### Set of tasks
1) Please reproduce the part of the distributed tracing text that begins at the words "Request flow with" and stops after the words "Kafka (async message)".
2) Check each statement against the distributed tracing text. Answer yes or no and quote the deciding words. (a) The span-id is a 128-bit identifier. (b) In the request flow, the API Gateway generates the trace ID. (c) The Notification Service starts a new trace after it consumes the Kafka message.

### Extract to read
━━━━━━━━

Distributed Tracing

Distributed tracing tracks a request as it flows through multiple services. In a microservice architecture where a single user action might touch dozens of services, tracing answers the critical question: where did the time go?

Trace Context

A trace represents the entire journey of a request. It is identified by a unique trace ID that propagates across every service the request touches.

Trace context components:
  trace-id:   128-bit globally unique identifier for the entire request
  span-id:    64-bit identifier for a single operation within the trace
  parent-id:  span-id of the caller (links spans into a tree)
  flags:      sampling decision and other metadata

W3C Trace Context header (standard):
  traceparent: 00-4bf92f3577b34da6a3ce929d0e0e4736-00f067aa0ba902b7-01
               version-trace_id-span_id-flags

Context Propagation

The trace context must travel with the request across every boundary: HTTP calls, message queues, gRPC calls, and database queries.

Request flow with context propagation:

  Browser --> API Gateway (generates trace-id: abc-123)
    Header: traceparent: 00-abc123-span01-01
    
  API Gateway --> Order Service
    Header: traceparent: 00-abc123-span02-01
    
  Order Service --> Payment Service (HTTP call)
    Header: traceparent: 00-abc123-span03-01
    
  Order Service --> Kafka (async message)
    Message header: traceparent: 00-abc123-span04-01
    
  Kafka --> Notification Service (consumes message)
    Reads traceparent from message, continues trace abc-123

Without propagation, each service creates an isolated trace, and you lose the end-to-end picture. This is the most common tracing failure mode.

━━━━━━━━

### Entries shown
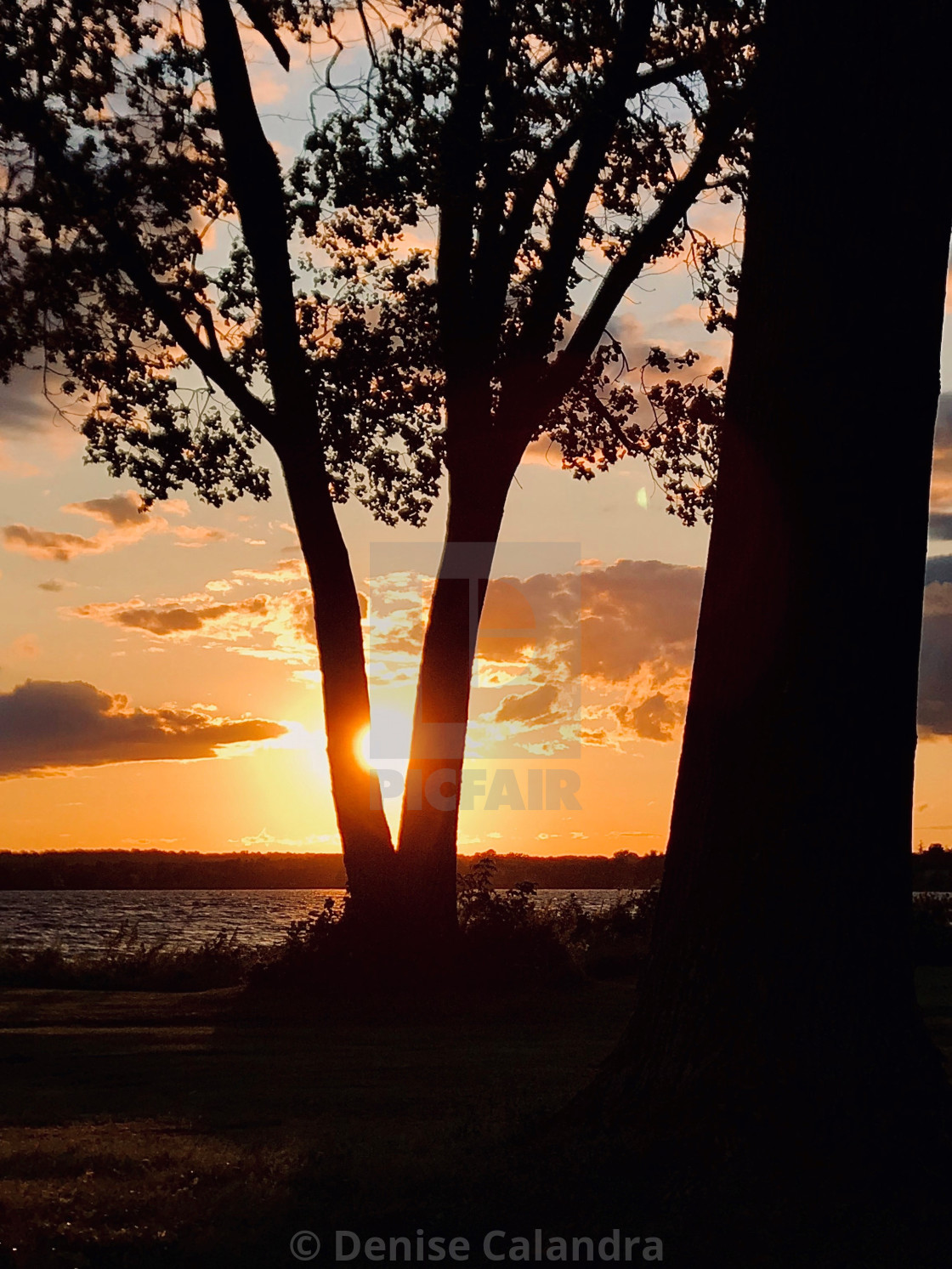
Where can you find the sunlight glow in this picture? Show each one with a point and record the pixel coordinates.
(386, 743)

━━━━━━━━

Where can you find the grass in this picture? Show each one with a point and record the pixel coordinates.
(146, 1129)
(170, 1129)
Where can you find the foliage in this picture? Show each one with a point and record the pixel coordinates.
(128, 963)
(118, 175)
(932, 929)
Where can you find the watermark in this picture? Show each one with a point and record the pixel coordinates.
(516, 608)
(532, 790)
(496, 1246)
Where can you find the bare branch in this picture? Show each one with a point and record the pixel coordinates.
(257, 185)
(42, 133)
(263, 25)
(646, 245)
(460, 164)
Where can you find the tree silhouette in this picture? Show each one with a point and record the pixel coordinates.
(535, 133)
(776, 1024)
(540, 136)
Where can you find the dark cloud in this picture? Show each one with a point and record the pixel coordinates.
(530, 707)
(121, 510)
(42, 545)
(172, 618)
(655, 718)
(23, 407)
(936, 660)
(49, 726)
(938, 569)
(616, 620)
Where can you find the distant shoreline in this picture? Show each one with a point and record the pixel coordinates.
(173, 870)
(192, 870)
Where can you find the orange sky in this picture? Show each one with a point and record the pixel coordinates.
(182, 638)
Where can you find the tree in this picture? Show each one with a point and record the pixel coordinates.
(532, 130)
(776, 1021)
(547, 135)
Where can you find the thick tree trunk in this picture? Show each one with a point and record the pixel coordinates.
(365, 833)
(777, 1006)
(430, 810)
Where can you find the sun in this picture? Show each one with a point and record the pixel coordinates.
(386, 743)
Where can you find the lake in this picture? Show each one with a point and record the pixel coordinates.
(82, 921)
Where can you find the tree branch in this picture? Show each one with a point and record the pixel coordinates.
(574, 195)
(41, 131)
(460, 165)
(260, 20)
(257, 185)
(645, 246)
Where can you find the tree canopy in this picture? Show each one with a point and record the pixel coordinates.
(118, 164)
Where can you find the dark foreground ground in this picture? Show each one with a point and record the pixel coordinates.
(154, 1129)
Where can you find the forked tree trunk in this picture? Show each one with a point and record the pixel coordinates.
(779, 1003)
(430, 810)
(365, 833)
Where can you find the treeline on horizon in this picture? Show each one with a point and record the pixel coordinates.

━━━━━━━━

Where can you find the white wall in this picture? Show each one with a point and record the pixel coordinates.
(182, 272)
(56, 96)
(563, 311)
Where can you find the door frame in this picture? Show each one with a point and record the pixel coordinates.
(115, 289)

━━━━━━━━

### Task-by-task solutions
1)
Request flow with context propagation:

  Browser --> API Gateway (generates trace-id: abc-123)
    Header: traceparent: 00-abc123-span01-01
    
  API Gateway --> Order Service
    Header: traceparent: 00-abc123-span02-01
    
  Order Service --> Payment Service (HTTP call)
    Header: traceparent: 00-abc123-span03-01
    
  Order Service --> Kafka (async message)

2)
(a) No: "64-bit identifier for a single operation within the trace"
(b) Yes: "API Gateway (generates trace-id: abc-123)"
(c) No: "Reads traceparent from message, continues trace abc-123"